start Source records
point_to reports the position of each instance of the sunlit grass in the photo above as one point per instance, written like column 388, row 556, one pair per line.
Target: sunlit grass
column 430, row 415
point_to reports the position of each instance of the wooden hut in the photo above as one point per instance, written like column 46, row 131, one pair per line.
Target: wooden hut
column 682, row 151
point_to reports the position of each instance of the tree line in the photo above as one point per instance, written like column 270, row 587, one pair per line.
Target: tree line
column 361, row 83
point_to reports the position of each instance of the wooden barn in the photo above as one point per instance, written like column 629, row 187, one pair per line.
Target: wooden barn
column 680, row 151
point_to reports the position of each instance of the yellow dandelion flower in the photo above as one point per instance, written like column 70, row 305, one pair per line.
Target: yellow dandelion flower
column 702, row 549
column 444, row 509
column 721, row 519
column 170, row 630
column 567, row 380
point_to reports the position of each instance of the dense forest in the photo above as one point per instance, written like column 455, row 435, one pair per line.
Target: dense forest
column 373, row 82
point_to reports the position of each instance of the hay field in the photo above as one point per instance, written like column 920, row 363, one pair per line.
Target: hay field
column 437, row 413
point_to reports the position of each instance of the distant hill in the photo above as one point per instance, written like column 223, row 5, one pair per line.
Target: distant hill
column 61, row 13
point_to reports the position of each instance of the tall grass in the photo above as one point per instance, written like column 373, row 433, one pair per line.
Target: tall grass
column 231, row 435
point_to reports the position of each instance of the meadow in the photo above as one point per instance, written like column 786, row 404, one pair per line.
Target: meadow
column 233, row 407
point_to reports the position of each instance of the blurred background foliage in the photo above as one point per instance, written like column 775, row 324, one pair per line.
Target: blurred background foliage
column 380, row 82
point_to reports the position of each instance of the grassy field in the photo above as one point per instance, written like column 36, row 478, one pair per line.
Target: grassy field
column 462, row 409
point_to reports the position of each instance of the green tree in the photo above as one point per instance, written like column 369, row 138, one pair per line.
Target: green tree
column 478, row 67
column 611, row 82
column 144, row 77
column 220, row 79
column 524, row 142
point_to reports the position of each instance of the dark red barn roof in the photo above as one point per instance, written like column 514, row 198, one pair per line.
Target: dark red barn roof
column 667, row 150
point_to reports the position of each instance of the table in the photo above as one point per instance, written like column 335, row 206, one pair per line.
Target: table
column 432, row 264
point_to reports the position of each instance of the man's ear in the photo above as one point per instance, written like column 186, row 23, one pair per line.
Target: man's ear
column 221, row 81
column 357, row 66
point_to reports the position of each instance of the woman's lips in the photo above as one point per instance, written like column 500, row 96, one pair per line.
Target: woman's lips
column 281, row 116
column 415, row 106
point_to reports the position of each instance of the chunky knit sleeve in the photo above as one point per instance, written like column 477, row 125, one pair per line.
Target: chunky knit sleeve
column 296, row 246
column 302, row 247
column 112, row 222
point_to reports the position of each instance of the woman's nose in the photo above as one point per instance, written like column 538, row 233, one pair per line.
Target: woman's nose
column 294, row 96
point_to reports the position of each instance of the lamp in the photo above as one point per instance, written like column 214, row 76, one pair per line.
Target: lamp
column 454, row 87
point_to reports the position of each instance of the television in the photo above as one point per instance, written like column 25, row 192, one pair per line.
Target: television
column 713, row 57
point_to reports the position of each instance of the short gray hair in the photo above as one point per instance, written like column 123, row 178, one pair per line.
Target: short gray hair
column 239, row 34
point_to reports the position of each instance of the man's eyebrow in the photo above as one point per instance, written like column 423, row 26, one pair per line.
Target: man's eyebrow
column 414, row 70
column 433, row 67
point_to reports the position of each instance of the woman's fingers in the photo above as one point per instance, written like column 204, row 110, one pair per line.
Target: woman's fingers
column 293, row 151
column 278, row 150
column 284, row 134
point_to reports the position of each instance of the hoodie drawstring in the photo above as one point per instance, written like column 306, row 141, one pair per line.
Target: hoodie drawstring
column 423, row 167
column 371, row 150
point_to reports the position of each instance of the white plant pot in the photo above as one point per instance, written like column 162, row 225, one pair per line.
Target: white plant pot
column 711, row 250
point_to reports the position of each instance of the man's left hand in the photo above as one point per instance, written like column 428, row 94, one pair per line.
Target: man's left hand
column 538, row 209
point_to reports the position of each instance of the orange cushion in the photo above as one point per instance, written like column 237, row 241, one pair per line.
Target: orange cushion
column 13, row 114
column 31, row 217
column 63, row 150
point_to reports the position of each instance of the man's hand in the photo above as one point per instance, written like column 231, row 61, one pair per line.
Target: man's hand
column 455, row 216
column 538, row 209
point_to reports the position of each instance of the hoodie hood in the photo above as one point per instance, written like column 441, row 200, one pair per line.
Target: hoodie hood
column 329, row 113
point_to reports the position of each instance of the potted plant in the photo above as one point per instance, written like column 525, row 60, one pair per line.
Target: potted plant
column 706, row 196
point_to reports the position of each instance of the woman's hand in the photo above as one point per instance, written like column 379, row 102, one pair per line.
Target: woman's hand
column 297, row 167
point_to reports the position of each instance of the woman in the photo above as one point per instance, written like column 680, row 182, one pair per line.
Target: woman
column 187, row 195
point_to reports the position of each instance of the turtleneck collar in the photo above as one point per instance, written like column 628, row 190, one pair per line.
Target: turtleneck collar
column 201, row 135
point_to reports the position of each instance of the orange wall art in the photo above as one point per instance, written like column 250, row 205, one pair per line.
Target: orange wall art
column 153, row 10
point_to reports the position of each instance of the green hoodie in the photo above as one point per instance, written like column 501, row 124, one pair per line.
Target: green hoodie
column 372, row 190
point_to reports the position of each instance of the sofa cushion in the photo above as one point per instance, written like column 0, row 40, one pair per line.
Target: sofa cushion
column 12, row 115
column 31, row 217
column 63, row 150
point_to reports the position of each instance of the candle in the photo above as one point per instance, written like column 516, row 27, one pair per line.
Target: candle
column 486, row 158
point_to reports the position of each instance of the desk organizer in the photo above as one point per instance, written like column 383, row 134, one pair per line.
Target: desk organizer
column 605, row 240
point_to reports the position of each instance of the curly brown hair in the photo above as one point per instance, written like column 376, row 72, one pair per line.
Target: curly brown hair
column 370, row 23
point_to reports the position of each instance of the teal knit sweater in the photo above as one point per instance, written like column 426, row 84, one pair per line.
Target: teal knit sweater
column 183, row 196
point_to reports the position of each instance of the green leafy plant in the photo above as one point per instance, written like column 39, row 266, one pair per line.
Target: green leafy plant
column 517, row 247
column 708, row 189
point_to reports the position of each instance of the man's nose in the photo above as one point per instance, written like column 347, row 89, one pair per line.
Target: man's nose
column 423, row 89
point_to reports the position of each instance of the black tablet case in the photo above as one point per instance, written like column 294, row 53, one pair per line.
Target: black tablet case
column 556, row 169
end Source records
The task:
Reproduce exactly, with nothing added, the lines from the one that contains "point_to reports the position of each instance of the teal" to the end of the data.

Correct response:
point_to reports the position of each instance of the teal knit sweater in the photo above as one point per instance, written like column 426, row 84, one pair per line.
Target: teal knit sweater
column 183, row 196
point_to reports the position of each instance of the green leafy plant in the photo above as one point per instance, written like column 39, row 266, one pair per line.
Target: green leafy plant
column 517, row 247
column 708, row 189
point_to reports the position of each instance of the man's nose in the photo above as one point per instance, written like column 347, row 89, one pair per line.
Target: man's nose
column 423, row 89
point_to reports the position of each instance of the black tablet case in the photo above as one point per instance, written like column 294, row 53, one pair per line.
Target: black tablet case
column 556, row 169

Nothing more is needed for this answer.